**Items listed in a dataset:**
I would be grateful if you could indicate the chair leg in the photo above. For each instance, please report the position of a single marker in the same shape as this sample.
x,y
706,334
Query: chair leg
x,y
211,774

==

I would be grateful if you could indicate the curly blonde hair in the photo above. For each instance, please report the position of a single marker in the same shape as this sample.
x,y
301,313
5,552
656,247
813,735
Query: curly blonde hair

**Your objective:**
Output, without alteration, the lines of the records from the line containing "I would be grateful if you could indicate the curly" through the line containing "Query: curly blonde hair", both lines included.

**Finished exercise:**
I would be grateful if you could indicate the curly blonde hair in the photo above. For each instance, please report the position of a single marker in the same shape as this sample.
x,y
301,313
5,552
656,247
813,735
Query: curly blonde hair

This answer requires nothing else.